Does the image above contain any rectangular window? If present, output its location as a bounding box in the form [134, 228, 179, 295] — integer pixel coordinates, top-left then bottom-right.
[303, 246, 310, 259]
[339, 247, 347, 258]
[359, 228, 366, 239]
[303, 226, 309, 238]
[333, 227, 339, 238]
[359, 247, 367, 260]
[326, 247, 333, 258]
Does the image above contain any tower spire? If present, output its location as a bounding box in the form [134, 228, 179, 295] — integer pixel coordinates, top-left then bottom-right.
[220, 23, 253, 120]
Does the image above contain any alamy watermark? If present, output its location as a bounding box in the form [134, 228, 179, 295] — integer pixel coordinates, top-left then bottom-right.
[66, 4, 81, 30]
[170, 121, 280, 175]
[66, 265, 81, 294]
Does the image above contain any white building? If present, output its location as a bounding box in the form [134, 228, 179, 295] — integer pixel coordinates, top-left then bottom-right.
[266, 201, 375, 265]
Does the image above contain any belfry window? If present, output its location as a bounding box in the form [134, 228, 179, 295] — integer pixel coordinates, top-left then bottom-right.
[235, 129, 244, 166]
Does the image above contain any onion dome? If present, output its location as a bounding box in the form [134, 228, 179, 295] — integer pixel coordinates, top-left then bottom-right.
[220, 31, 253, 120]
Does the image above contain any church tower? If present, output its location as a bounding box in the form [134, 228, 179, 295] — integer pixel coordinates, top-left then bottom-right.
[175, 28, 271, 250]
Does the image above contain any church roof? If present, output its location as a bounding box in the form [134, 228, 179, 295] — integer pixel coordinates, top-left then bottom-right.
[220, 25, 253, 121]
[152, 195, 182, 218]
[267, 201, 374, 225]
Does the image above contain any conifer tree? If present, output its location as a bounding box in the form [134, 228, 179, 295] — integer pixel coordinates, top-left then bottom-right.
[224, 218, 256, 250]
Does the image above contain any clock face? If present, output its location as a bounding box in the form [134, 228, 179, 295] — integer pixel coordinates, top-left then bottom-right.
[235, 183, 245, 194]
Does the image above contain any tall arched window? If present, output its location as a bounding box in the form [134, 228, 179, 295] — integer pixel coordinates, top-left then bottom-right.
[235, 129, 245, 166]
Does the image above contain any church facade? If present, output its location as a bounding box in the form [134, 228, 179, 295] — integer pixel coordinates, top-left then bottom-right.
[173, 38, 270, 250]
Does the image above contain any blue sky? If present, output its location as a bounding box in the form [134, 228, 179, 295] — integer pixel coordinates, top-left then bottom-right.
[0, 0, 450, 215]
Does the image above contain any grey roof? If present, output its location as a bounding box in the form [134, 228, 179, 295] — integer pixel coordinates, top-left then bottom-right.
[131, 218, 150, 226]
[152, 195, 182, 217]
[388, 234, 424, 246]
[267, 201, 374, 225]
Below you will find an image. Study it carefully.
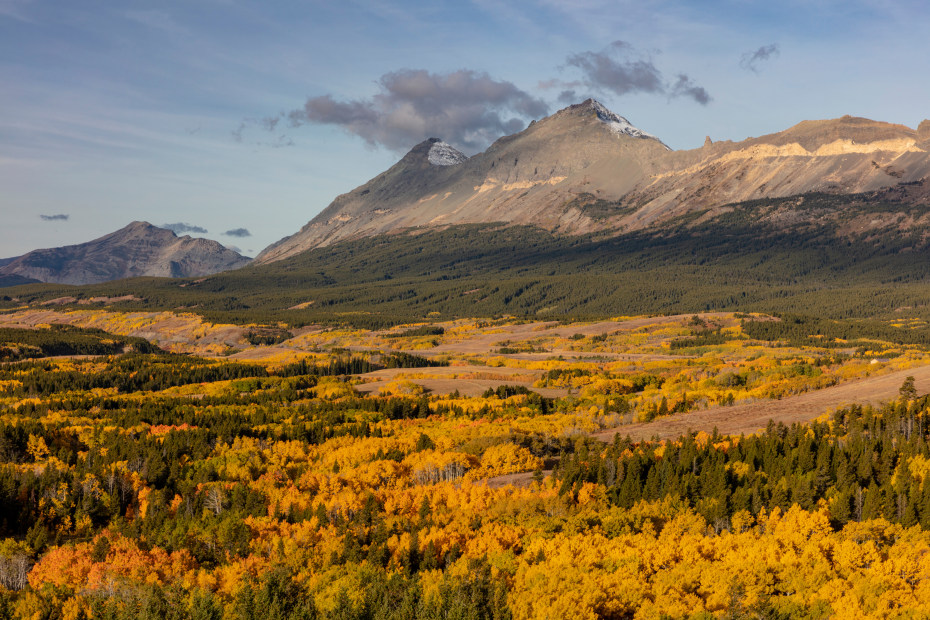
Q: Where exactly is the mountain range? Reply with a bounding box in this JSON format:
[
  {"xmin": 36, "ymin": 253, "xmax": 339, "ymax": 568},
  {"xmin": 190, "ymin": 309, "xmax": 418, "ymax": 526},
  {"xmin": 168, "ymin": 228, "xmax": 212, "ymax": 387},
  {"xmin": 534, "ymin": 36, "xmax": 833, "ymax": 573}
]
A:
[
  {"xmin": 0, "ymin": 99, "xmax": 930, "ymax": 286},
  {"xmin": 0, "ymin": 222, "xmax": 250, "ymax": 285}
]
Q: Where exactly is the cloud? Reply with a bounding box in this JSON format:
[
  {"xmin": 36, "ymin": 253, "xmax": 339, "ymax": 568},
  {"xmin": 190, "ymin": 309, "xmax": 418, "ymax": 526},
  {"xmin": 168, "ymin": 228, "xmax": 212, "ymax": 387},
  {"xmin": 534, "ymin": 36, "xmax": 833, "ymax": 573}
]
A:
[
  {"xmin": 162, "ymin": 222, "xmax": 207, "ymax": 235},
  {"xmin": 552, "ymin": 41, "xmax": 711, "ymax": 105},
  {"xmin": 669, "ymin": 73, "xmax": 710, "ymax": 105},
  {"xmin": 739, "ymin": 43, "xmax": 779, "ymax": 73},
  {"xmin": 258, "ymin": 69, "xmax": 548, "ymax": 152}
]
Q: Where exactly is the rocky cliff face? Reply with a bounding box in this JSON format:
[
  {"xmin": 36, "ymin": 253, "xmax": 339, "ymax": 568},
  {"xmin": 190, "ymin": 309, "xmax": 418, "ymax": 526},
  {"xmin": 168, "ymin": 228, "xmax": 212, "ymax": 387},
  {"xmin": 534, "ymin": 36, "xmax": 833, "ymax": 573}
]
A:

• Exercise goal
Reproduce the entire listing above verbatim, line for line, and omit the images from your output.

• Result for this exercise
Does the image above contain any rectangular window? If present, output its location as a bounding box in the form [134, 228, 179, 295] — integer pixel coordinates, top-left then bottom-right.
[303, 246, 310, 259]
[339, 247, 347, 258]
[359, 228, 366, 239]
[303, 226, 309, 238]
[333, 227, 339, 238]
[359, 247, 367, 260]
[326, 247, 333, 258]
Does the image above contain any tower spire? If present, output its location as a bounding box in the form [134, 228, 179, 295] — integer pixel coordinates, top-left then bottom-right.
[220, 23, 253, 120]
Does the image above contain any alamy watermark? If present, output its location as a bounding box in the form [134, 228, 179, 295] — integer pixel coordinates, top-left then bottom-right.
[66, 4, 81, 30]
[170, 121, 280, 175]
[66, 265, 81, 294]
Does the image above contain any white building? If present, output its location as a bounding box in the form [134, 228, 179, 295] — integer pixel coordinates, top-left then bottom-right.
[266, 201, 375, 265]
Does the image above contain any belfry window? If present, output its location as a bounding box in the form [134, 228, 179, 295] — integer pixel coordinates, top-left then bottom-right.
[235, 129, 244, 166]
Does the image above contain any onion dome? If present, output its location as a bounding box in the form [134, 228, 179, 295] — integer pixel coordinates, top-left then bottom-right.
[220, 31, 253, 120]
Does the image above contain any church tower? If present, output its location as a bounding box in the form [134, 228, 179, 295] — integer pixel coordinates, top-left then bottom-right.
[175, 28, 271, 250]
Does the image above contain any church roof? If present, output its location as a bounding box in the form [134, 228, 179, 295] — integer pixel coordinates, top-left then bottom-right.
[220, 25, 253, 121]
[152, 195, 182, 218]
[267, 201, 374, 225]
Does the image above contain any conifer tree? If present, output its location as a bounding box in the form [134, 228, 179, 295] — integer pixel coordinates, top-left then bottom-right.
[224, 218, 256, 250]
Does the image above contain any clock face? If present, output its location as a bounding box in the form [134, 228, 179, 295] — integer pixel coordinates, top-left then bottom-right.
[235, 183, 245, 194]
Does the image above contain any tall arched window? If present, output its location as a bounding box in the form [134, 228, 179, 295] — integer pixel coordinates, top-left then bottom-right.
[235, 129, 245, 166]
Does the image above contain any church facade? If present, output its location as a bounding box in the form [134, 228, 179, 295] — integer pixel coordinates, top-left then bottom-right.
[173, 38, 270, 250]
Does the image above contain any blue sky? If present, output its location as a bounding box in the form [134, 228, 179, 295] — integer pixel coordinates, top-left then bottom-right.
[0, 0, 450, 215]
Does the image above contain any grey roof? If present, output its location as a bounding box in the form [134, 228, 179, 295] — integer pixel coordinates, top-left then bottom-right.
[131, 218, 150, 226]
[152, 195, 182, 217]
[388, 234, 424, 246]
[267, 201, 374, 225]
Below you will find an image. Study it carefully.
Q: Where exactly is the mountain range? Reply with a bounding box in this JSON format:
[
  {"xmin": 36, "ymin": 253, "xmax": 339, "ymax": 568},
  {"xmin": 190, "ymin": 309, "xmax": 418, "ymax": 526},
  {"xmin": 168, "ymin": 228, "xmax": 212, "ymax": 387},
  {"xmin": 534, "ymin": 36, "xmax": 833, "ymax": 573}
]
A:
[
  {"xmin": 0, "ymin": 99, "xmax": 930, "ymax": 286},
  {"xmin": 0, "ymin": 222, "xmax": 250, "ymax": 285}
]
Q: Where exactly is the cloud? Reply with a bounding box in this JSON format:
[
  {"xmin": 36, "ymin": 253, "xmax": 339, "ymax": 568},
  {"xmin": 190, "ymin": 309, "xmax": 418, "ymax": 526},
  {"xmin": 168, "ymin": 228, "xmax": 212, "ymax": 387},
  {"xmin": 534, "ymin": 36, "xmax": 833, "ymax": 573}
]
A:
[
  {"xmin": 162, "ymin": 222, "xmax": 207, "ymax": 235},
  {"xmin": 552, "ymin": 41, "xmax": 711, "ymax": 105},
  {"xmin": 669, "ymin": 73, "xmax": 710, "ymax": 105},
  {"xmin": 739, "ymin": 43, "xmax": 779, "ymax": 73},
  {"xmin": 258, "ymin": 69, "xmax": 548, "ymax": 152}
]
Q: Where exactly is the rocky cliff face? Reply with a bounding box in this JSON format:
[
  {"xmin": 36, "ymin": 253, "xmax": 339, "ymax": 568},
  {"xmin": 190, "ymin": 309, "xmax": 418, "ymax": 526},
  {"xmin": 168, "ymin": 228, "xmax": 212, "ymax": 387},
  {"xmin": 534, "ymin": 36, "xmax": 833, "ymax": 573}
]
A:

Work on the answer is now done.